------ TRECHO DO DOCUMENTO
Por Kiko Monteiro
Dando
continuidade aos registros de minha pisada junto com o confrade Narciso
Dias por terras que ontem pertenciam a Paripiranga e hoje são de Adustina,
tivemos mais uma grata surpresa ao sermos avisados da existência, eu diria até
espetacular existência e presença de Seu Atanásio. Ele é mais uma testemunha
ocular dos fatos lampiônicos no sertão baiano, e que para nossa sorte
naqueles dias se encontrava em tratamento de saúde na casa da sua filha.
Ex vaqueiro e
coiteiro assumido, Atanásio Gregório dos Santos já não enxerga à onze
anos. Precisamente quando completou os 102 anos de idade... Hoje aos
"111" desafia o tempo e o vento, sim, o homem nasceu em 05 de
fevereiro de 1902. Com prova documental.
------------
------ LINHAS DE DADOS
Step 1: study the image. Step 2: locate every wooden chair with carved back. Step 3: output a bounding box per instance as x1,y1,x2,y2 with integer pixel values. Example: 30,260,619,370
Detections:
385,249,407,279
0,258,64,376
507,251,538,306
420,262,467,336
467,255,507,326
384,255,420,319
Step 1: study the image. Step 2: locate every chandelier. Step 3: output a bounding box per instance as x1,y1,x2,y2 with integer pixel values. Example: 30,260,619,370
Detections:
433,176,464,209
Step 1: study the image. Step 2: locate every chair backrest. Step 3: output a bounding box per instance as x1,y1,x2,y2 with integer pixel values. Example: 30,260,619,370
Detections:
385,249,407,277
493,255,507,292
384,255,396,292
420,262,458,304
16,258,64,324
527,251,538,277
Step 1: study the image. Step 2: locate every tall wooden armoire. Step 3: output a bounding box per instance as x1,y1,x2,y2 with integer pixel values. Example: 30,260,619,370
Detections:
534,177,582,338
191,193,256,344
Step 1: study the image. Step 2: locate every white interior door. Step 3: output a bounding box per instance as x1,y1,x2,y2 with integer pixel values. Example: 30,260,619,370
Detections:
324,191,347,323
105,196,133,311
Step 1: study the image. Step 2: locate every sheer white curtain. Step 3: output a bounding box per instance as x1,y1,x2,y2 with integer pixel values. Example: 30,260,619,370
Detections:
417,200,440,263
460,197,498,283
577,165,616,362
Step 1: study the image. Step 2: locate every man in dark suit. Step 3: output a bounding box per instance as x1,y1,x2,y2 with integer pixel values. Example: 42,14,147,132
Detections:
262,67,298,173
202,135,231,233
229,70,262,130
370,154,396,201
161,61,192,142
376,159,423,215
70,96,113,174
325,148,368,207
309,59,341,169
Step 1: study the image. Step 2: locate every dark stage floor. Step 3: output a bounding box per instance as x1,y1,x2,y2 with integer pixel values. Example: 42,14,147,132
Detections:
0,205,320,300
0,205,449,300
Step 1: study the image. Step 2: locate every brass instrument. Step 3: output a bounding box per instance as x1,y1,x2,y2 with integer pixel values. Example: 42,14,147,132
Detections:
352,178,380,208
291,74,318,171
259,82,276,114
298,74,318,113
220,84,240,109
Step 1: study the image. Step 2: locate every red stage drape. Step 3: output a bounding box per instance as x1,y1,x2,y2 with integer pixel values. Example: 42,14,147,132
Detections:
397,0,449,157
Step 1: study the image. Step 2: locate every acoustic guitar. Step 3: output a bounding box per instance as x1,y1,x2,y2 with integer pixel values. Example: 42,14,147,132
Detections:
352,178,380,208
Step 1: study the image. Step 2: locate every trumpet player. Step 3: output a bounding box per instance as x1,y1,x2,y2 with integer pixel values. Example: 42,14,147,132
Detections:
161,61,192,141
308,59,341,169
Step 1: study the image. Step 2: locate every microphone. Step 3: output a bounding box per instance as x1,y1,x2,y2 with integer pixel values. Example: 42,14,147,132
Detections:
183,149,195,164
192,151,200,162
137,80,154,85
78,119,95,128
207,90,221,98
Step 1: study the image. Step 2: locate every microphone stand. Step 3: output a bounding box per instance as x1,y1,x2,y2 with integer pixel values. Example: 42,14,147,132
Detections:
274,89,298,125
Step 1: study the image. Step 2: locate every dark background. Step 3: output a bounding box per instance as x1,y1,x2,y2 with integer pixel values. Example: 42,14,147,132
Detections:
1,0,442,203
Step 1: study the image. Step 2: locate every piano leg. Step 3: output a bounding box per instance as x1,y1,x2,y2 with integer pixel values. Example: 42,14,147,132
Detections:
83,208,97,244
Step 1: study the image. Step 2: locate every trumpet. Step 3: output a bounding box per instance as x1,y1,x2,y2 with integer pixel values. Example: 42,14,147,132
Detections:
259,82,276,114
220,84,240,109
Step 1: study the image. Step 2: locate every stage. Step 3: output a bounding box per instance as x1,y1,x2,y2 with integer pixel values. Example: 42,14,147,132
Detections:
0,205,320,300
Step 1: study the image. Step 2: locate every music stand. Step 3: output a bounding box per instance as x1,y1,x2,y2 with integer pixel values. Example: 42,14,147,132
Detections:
------------
§ **TAREFA PROPOSTA 1**
Como você resumiria o texto sobre Seu Atanásio em exatamente duas frases?
§ **TAREFA PROPOSTA 2**
Estas afirmações concordam com o texto sobre Seu Atanásio? (a) Seu Atanásio nasceu em 1902. (b) Seu Atanásio fazia tratamento de saúde na própria casa. (c) As terras percorridas sempre pertenceram a Adustina. Responda sim ou não a cada uma, citando literalmente as palavras do texto que decidem a resposta.
§ **TAREFA PROPOSTA 3**
Escreva a continuação do texto sobre Seu Atanásio a partir da última frase apresentada.

§ **RESPOSTA ESCRITA 1**
Em nova andança com o confrade Narciso Dias por terras que pertenciam a Paripiranga e hoje são de Adustina, o autor soube da presença de Seu Atanásio, testemunha ocular dos fatos lampiônicos no sertão baiano, que estava em tratamento de saúde na casa da filha. Ex-vaqueiro e coiteiro assumido, Atanásio Gregório dos Santos nasceu em 5 de fevereiro de 1902, tem 111 anos e deixou de enxergar quando completou 102.

§ **RESPOSTA ESCRITA 2**
(a) Sim: "o homem nasceu em 05 de fevereiro de 1902".
(b) Não: "se encontrava em tratamento de saúde na casa da sua filha".
(c) Não: "terras que ontem pertenciam a Paripiranga e hoje são de Adustina".

§ **RESPOSTA ESCRITA 3**
Garantiu
lembrar de ontem como se fosse ainda ontem. Conversamos com ele por pouco mais
de uma hora. Não foi fácil montar o seu depoimento. É preciso intimidade com o
ritmo e expressões e corruptelas da fala dos nossos vizinhos de estado. E seu
Atanásio nem sempre partia do inicio ou finalizava um episódio. Alguns
capítulos ficaram pela metade, portanto sem validade para nossa publicação. Não
poderíamos exigir muito, os fatos conhecidos e vivenciados por este baiano
fecharam com chave de ouro a nossa tão proveitosa visita.
Pra início de
conversa, ele nos disse que não era filho de Paripiranga, é natural de
Bebedouro (atual cidade baiana de Coronel João Sá que pertencia à
Jaremoabo).
Que na verdade
foi um coiteiro de dupla função, pois serviu aos dois lados da força.
Na época do
cangaço ele já residia nos Jardins mesmo lugarzinho em que vive amparado
pelos filhos, (atualmente o Jardins é um povoado do município baiano Sitio do
Quinto).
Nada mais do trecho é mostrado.